* [List of tasks]:
a - In the allergen pipeline code, do these statements agree with the text? Answer yes or no for each, and quote the words that settle it. (i) The clean_text function strips out underscores. (ii) The tokenizer call sets a maximum length of 1024. (iii) run_ner_prediction returns an empty list when the stripped text is under 3 characters long.
b - According to the allergen pipeline code, what does each tuple returned by run_ner_prediction contain?
c - Copy word for word the part of the allergen pipeline code starting with "label = id2label[pred]" and going on through "float(np.mean(current_conf))".
Start Reading passage
Create the complete end-to-end allergen detection pipeline that integrates all components.

In [None]:
# Step 4: Define helper functions for text processing and NER

def clean_text(text: str) -> str:
    """Clean and normalize extracted text."""
    if not text:
        return ""
    
    # Remove excessive whitespace
    text = ' '.join(text.split())
    
    # Remove underscores (common OCR artifact)
    text = text.replace('_', '')
    
    return text.strip()


def run_ner_prediction(text: str, tokenizer, model, device) -> List[Tuple[str, str, float]]:
    """
    Run NER model on text and return detected entities.
    
    Returns:
        List of (entity_text, label, confidence) tuples
    """
    if not text or len(text.strip()) < 3:
        return []
    
    # Tokenize
    inputs = tokenizer(
        text,
        return_tensors="pt",
        truncation=True,
        max_length=512,
        padding=True,
        return_offsets_mapping=True
    )
    
    offset_mapping = inputs.pop("offset_mapping")[0].numpy()
    inputs = {k: v.to(device) for k, v in inputs.items()}
    
    # Predict
    with torch.no_grad():
        outputs = model(**inputs)
        logits = outputs.logits[0]
        probs = torch.softmax(logits, dim=-1)
        predictions = torch.argmax(logits, dim=-1).cpu().numpy()
        confidences = probs.max(dim=-1).values.cpu().numpy()
    
    # Extract entities
    entities = []
    current_entity = None
    current_label = None
    current_start = None
    current_end = None
    current_conf = []
    
    for idx, (pred, conf, (start, end)) in enumerate(zip(predictions, confidences, offset_mapping)):
        # Skip special tokens
        if start == end:
            continue
        
        label = id2label[pred]
        
        # Check if this is an allergen entity
        if label.startswith('B-'):
            # Save previous entity if exists
            if current_entity:
                entities.append((
                    current_entity,
                    current_label,
                    float(np.mean(current_conf))
                ))
End Reading passage
Start Data records
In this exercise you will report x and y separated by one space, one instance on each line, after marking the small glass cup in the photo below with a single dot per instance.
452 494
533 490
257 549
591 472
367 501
End Data records
Start Data records
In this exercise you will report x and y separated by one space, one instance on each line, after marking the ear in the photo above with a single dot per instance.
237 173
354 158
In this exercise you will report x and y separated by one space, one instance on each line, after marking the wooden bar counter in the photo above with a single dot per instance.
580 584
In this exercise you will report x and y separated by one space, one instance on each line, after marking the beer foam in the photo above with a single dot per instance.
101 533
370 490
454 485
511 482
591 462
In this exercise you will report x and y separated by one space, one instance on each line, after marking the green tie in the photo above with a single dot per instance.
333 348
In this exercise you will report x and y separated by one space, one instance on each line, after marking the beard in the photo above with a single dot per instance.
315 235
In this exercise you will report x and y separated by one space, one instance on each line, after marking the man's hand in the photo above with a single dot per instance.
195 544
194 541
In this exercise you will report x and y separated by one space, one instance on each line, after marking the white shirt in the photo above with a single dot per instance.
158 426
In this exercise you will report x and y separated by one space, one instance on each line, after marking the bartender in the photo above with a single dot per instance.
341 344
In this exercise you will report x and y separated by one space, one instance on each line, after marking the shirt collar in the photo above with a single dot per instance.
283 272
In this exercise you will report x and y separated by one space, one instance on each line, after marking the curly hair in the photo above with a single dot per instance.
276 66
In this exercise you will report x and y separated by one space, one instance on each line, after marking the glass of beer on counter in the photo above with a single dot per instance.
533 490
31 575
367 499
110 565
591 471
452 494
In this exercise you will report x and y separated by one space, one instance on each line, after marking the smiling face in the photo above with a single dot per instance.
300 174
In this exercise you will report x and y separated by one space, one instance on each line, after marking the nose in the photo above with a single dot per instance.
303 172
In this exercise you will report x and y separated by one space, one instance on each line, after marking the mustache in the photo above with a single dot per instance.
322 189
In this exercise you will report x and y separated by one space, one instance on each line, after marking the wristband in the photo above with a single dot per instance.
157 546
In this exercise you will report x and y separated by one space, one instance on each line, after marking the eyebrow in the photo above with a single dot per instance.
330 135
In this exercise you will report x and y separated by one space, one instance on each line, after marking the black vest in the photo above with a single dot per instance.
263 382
End Data records
* [Responses]:
a -
(i) Yes: "text = text.replace('_', '')"
(ii) No: "max_length=512,"
(iii) Yes: "if not text or len(text.strip()) < 3:" followed by "return []"

b - Each tuple contains the entity text, its label, and a confidence value: (entity_text, label, confidence).

c -
label = id2label[pred]
        
        # Check if this is an allergen entity
        if label.startswith('B-'):
            # Save previous entity if exists
            if current_entity:
                entities.append((
                    current_entity,
                    current_label,
                    float(np.mean(current_conf))